» TRABAJO POR HACER
a) En el texto sobre los electores latinoamericanos, ¿en qué año asaltó Hugo Chávez a tiros la casona presidencial?
b) ¿Puedes actualizar el texto sobre los electores latinoamericanos desde "El problema, claro, es" hasta "derecho a quejarnos.", ambos incluidos, poniendo "complacencia" en lugar de "tolerancia"?

» TEXTO DEL EJERCICIO
--------

Además de esas horrendas fechorías, el señor Ortega está acusado de genocidio contra las minorías indígenas de su país ante los tribunales internacionales, y nadie en Nicaragua ignora que durante su gobierno hubo decenas de asesinatos políticos y se torturaba cruelmente en las cárceles, o que su presidencia acabó en 1990 en medio de un masivo acto de pillaje conocido como »la piñata», por el que una buena parte de la cúpula sandinista se adjudicó la propiedad de numerosos bienes previamente confiscados a sus legítimos propietarios. No obstante, en torno al 40% de los nicaragüenses quiere que vuelva a ocupar la primera magistratura del país. ¿De qué viscosa pasta ética están hechos estos electores?
En Venezuela sucede más o menos lo mismo. Grosso modo, la mitad de los venezolanos están dispuestos a apoyar al teniente coronel Hugo Chávez en su renovada apuesta electoral de diciembre. Muchos lo vienen haciendo desde que en 1992 este señor asaltó a tiros la casona presidencial con el propósito de matar al presidente legítimo del país e instaurar una dictadura militar. A fines de esa década, precisamente debido a esa repugnante acción, una mayoría de los venezolanos eligió a Hugo Chávez, quien a partir de ese momento comenzó a hacer toda clase de desmanes: cambió las leyes a su antojo, se apoderó de las instituciones, sus matones ametrallaron a manifestantes desarmados, amañó comicios, comenzó a utilizar los fondos públicos como su cuenta de banco particular y, de paso, para que no se olvidara que es él quien lleva los pantalones en casa, le dio una paliza a su mujer por la que hubo que hospitalizarla. Pero nada de eso parece descalificarlo ante una parte sustancial de la sociedad venezolana. Les da igual. ¿De qué viscosa pasta ética están hechos estos electores?
En Perú no parece ser diferente. El ingeniero Alberto Fujimori espera en Chile una próxima oportunidad de luchar por la presidencia y parece que un tercio de los votantes lo respaldaría. Para ellos carece de importancia la corrupción de Vladimiro Montesinos filmada en cientos de videos, las pruebas de los asesinatos en masa cometidos por el ejército en la lucha contra la subversión y el terrorismo y, naturalmente, el autogolpe con el que Fujimori en 1992 desmanteló la democracia peruana y puso las instituciones del país a su servicio personal. Insisto machaconamente en la pregunta: ¿de qué viscosa pasta ética están hechos estos electores?
La lista y los ejemplos pueden extenderse ad infinitum. El peronismo es una patología política que nunca ha tenido menos del 50% del respaldo entusiasta del electorado argentino. En Ecuador son legión los que respaldan al loco Abdalá Bucaram, en Uruguay los crímenes de los tupamaros jamás les han quitado un solo voto, en Brasil el presidente Lula continúa inmune a los escándalos sobre la corrupción de su gobierno, mientras que en Chile todavía son muchos los que añoran al general Augusto Pinochet, pese a las contundentes pruebas de su desprecio por la ley, sus violaciones de los derechos humanos y su inocultable costumbre de apoderarse de los bienes de la nación.
El problema, claro, es gravísimo, porque la estabilidad de un estado de derecho radica en los valores morales de la sociedad y no en la estructura jurídica que aparece consignada en la constitución. Los pueblos latinoamericanos no son víctimas de una clase dirigente empedernidamente corrupta, sino de su propia tolerancia con quienes violan las leyes y de su indiferencia ante la ruptura de las normas. El viejo dictum que establece que los pueblos tienen los gobiernos que se merecen casi siempre encierra una amarga verdad. Si no nos importa elegir bribones no tenemos derecho a quejarnos.

--------

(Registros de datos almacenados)

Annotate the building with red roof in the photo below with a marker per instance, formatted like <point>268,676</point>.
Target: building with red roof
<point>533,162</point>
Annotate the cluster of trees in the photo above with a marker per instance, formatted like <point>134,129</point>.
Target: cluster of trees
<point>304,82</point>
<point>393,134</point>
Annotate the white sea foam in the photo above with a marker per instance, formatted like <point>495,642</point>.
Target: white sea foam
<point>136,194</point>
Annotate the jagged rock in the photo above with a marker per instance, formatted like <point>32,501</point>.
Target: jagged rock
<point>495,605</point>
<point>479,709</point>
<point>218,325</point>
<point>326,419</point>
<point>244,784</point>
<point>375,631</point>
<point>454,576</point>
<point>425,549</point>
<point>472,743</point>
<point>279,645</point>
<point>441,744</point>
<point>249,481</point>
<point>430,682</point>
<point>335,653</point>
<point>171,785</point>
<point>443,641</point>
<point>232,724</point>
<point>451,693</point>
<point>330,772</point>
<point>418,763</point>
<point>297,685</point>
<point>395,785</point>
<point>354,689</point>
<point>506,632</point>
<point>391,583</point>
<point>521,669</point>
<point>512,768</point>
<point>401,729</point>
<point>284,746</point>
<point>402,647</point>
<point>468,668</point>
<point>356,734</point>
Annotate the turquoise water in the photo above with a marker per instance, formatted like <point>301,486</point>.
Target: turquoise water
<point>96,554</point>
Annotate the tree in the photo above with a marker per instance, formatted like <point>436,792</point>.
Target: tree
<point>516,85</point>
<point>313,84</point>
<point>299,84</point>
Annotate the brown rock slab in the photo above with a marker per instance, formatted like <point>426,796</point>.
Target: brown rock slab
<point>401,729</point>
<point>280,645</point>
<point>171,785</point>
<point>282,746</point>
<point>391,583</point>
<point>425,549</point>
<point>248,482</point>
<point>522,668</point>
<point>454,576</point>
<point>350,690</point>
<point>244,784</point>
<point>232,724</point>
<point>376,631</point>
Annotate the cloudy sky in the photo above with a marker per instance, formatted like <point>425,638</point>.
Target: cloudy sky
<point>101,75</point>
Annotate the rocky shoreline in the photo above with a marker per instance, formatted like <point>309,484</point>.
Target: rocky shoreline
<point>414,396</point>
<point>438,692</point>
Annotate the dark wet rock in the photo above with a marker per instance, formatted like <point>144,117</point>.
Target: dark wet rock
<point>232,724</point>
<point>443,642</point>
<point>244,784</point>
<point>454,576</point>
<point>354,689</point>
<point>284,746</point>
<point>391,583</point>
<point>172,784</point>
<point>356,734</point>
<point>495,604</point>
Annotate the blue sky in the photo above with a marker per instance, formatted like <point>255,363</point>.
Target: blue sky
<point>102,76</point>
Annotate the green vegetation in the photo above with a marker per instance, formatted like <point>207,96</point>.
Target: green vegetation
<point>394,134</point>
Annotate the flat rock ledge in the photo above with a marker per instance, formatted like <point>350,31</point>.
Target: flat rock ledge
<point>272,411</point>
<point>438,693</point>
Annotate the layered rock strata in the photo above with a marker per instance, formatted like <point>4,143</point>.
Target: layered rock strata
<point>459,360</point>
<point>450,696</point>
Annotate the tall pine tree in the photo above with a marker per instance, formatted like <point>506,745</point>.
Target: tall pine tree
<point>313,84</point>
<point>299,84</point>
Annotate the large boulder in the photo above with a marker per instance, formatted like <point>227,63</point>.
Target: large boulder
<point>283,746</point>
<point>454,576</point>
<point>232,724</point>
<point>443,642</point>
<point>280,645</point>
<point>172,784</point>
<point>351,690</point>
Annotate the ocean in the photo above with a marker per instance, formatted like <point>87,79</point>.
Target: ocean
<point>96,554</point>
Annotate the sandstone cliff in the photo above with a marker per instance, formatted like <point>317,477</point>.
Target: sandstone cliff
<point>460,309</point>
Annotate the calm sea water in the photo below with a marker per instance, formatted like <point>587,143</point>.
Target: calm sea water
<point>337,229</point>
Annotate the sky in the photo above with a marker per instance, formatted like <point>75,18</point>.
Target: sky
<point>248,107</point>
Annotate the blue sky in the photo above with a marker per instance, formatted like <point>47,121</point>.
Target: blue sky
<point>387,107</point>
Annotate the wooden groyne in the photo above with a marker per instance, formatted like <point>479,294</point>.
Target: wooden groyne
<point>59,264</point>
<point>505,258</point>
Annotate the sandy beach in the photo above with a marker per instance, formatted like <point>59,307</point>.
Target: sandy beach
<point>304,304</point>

--------

» RESULTADOS POR TAREA
a) En 1992.

b)
El problema, claro, es gravísimo, porque la estabilidad de un estado de derecho radica en los valores morales de la sociedad y no en la estructura jurídica que aparece consignada en la constitución. Los pueblos latinoamericanos no son víctimas de una clase dirigente empedernidamente corrupta, sino de su propia complacencia con quienes violan las leyes y de su indiferencia ante la ruptura de las normas. El viejo dictum que establece que los pueblos tienen los gobiernos que se merecen casi siempre encierra una amarga verdad. Si no nos importa elegir bribones no tenemos derecho a quejarnos.